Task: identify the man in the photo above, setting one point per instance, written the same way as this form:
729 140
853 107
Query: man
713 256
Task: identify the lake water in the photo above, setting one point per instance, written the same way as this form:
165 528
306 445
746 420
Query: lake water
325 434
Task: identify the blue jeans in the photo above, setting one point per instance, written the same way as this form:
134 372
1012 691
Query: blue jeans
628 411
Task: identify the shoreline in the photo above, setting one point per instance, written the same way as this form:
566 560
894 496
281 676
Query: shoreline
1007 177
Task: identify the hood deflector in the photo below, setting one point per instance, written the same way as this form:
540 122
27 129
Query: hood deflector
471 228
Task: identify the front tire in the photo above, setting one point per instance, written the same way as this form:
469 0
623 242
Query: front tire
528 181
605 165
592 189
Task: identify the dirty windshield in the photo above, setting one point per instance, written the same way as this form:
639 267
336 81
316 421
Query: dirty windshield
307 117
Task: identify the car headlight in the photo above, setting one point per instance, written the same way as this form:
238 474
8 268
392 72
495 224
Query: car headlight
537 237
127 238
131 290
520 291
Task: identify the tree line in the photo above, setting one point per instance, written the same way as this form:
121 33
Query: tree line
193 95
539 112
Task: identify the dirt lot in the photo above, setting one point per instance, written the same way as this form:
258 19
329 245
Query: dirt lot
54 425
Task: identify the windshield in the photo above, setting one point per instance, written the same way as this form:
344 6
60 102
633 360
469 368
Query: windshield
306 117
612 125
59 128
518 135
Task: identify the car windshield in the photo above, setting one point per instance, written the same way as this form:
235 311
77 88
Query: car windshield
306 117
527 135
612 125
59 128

■ **AIM**:
Reproduce all of the material above, substituting "placing" for "setting" wherever it occurs and leaving everything else unchanged.

■ **SOLUTION**:
Task: identify the man in the photo above, placing one point per instance, written the same way as this form:
729 140
853 107
Query: man
713 256
Task: identify the lake water in the photo above, placing one point per instance, written the same way as this form:
165 528
306 445
746 420
Query: lake water
325 434
Task: identify the blue jeans in the photo above, placing one point per instance, written the same way as this form:
134 372
1012 691
Query: blue jeans
628 411
Task: identify the shoreline in the photo above, placing one point per instance, written the same way as this form:
566 560
894 496
281 676
Query: shoreline
1007 177
Task: identify the hood deflector in the photo below, placing one point per instance, written the same way as this form:
540 122
27 129
Query: hood deflector
471 228
Task: identify the front tire in the photo above, placing one point per instance, written the same way as this form:
469 0
623 242
Query: front tire
528 181
605 165
592 189
Task: identify the dirty windshield in the photo above, placing one point per instance, written the same way as this form:
639 267
336 81
316 421
Query: dirty windshield
307 117
Task: identify the car headlight in the photo above, placing one point per instance, written the same way as this form:
238 474
8 268
392 72
495 224
Query: car headlight
537 237
127 238
131 290
520 291
Task: identify the tree line in the photo above, placing one point per instance, written the same way as this form:
121 33
Query: tree line
193 95
539 112
Task: identify the dirt lot in the photo above, placing one point per instance, written the same way as this form:
258 19
329 245
Query: dirt lot
54 425
Task: identify the windshield in the photo above, placing one point per instance, written the same way as this form:
344 6
60 102
633 360
469 368
Query: windshield
306 117
612 125
59 128
518 135
Task: identify the car windshield in the photo above, placing one point per instance, written the same way as this form:
235 311
77 88
Query: car windshield
306 117
527 135
612 125
59 128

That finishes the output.